*** DOCUMENT TEXT Section Begins ***

The hazard ratio (HR) adjusted by propensity score demonstrated longer OS associated with perioperative HAI (HR, 0.67; 95% CI, 0.59 to 0.76; P < .001). Detailed results of propensity score analysis are listed in Appendix Table A1 (online only).

Subgroup Analyses

The differences in median OS between patients with and without HAI are listed in Table 2. HAI was associated with an improved OS in all subgroups except for patients with EHD, a positive resection margin, or a CRS of 4 or 5. In general, the difference was smaller with more advanced disease, such as a CRS of 4 or 5, or 10 or more tumors. Subgroups with a node-negative primary tumor or a low CRS (0 to 2 points) had a pronounced difference in median OS between those treated with and without HAI. Other subgroups with a difference in median OS between patients with and without HAI of > 24 months included: age > 65 years, metachronous tumors, disease-free interval of > 1 year, and four or fewer tumors resected.

*** DOCUMENT TEXT Section Ends ***

__TASKS FOR THIS EXERCISE__
**A.** Using the survival analysis text, explain in one to three sentences what evidence supports the statement that perioperative HAI was associated with longer OS.
**B.** Copy the passage of the survival analysis text starting at "Subgroup Analyses" and ending at "fewer tumors resected.".
The records that come next are separate material and aren't part of the survival analysis text.

*** GIVEN INFORMATION Section Begins ***

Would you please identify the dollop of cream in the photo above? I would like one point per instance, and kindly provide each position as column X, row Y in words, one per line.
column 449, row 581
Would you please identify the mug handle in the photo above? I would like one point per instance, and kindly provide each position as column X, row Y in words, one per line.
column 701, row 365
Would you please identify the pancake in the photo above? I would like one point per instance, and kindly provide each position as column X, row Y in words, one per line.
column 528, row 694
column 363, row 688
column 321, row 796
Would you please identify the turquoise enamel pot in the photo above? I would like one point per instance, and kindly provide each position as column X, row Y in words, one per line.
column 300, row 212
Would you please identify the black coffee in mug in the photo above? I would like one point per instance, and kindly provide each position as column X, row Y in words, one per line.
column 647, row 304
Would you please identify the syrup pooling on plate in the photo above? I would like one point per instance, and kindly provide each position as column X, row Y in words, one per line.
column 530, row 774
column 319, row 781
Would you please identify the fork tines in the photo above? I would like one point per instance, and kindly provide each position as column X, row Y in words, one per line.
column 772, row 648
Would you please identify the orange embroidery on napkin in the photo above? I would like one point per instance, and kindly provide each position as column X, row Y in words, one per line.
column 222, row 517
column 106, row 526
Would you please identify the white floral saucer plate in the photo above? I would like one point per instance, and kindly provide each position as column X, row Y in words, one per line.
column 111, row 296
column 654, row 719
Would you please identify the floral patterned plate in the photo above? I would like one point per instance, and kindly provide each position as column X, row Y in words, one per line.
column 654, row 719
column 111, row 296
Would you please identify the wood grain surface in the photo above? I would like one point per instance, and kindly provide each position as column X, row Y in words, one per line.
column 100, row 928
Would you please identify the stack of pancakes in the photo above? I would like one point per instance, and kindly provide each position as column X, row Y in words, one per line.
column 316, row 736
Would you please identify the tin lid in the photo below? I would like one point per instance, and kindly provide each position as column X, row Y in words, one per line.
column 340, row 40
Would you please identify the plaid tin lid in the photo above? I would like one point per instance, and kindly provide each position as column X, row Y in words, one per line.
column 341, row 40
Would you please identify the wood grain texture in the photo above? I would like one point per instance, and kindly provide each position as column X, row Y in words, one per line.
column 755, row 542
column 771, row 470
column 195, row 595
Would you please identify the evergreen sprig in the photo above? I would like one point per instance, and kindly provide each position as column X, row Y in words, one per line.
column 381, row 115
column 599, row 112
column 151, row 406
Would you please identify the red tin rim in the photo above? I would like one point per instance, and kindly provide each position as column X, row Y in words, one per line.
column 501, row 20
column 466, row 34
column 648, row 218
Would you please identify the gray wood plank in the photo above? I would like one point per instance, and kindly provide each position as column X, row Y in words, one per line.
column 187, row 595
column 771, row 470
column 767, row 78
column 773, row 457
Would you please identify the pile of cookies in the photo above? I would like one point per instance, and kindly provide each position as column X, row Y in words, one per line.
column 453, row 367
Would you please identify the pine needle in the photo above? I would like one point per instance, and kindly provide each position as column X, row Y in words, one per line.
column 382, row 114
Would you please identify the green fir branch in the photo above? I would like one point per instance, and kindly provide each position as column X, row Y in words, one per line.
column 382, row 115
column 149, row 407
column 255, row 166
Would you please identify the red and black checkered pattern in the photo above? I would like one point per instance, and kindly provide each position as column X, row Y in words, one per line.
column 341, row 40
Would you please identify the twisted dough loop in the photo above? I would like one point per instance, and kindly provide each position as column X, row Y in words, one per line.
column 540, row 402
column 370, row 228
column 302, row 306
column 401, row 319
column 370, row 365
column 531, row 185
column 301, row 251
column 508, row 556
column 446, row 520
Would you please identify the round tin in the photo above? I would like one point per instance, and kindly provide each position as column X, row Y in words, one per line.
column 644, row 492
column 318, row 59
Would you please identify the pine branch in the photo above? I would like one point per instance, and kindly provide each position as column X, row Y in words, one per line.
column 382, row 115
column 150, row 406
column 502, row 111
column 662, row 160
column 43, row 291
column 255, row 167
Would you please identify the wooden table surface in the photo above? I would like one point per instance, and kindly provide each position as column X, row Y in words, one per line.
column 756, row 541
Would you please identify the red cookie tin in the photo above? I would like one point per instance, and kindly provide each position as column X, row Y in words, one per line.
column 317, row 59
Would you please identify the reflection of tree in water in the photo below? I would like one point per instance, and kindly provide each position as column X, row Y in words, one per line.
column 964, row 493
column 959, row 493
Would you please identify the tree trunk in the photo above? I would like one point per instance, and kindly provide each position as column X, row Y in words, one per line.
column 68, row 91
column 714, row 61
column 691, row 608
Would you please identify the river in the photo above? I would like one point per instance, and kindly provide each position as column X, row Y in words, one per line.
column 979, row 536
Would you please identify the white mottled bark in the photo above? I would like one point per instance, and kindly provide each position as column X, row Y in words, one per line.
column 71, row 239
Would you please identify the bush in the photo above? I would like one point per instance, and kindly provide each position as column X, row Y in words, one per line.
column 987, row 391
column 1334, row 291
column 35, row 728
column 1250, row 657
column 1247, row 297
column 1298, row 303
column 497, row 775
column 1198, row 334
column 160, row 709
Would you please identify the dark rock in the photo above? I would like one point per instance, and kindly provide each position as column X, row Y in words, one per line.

*** GIVEN INFORMATION Section Ends ***

__REPLIES__
**A.** The hazard ratio adjusted by propensity score supports it: the HR was 0.67, with a 95% CI of 0.59 to 0.76 and P < .001.

**B.**
Subgroup Analyses

The differences in median OS between patients with and without HAI are listed in Table 2. HAI was associated with an improved OS in all subgroups except for patients with EHD, a positive resection margin, or a CRS of 4 or 5. In general, the difference was smaller with more advanced disease, such as a CRS of 4 or 5, or 10 or more tumors. Subgroups with a node-negative primary tumor or a low CRS (0 to 2 points) had a pronounced difference in median OS between those treated with and without HAI. Other subgroups with a difference in median OS between patients with and without HAI of > 24 months included: age > 65 years, metachronous tumors, disease-free interval of > 1 year, and four or fewer tumors resected.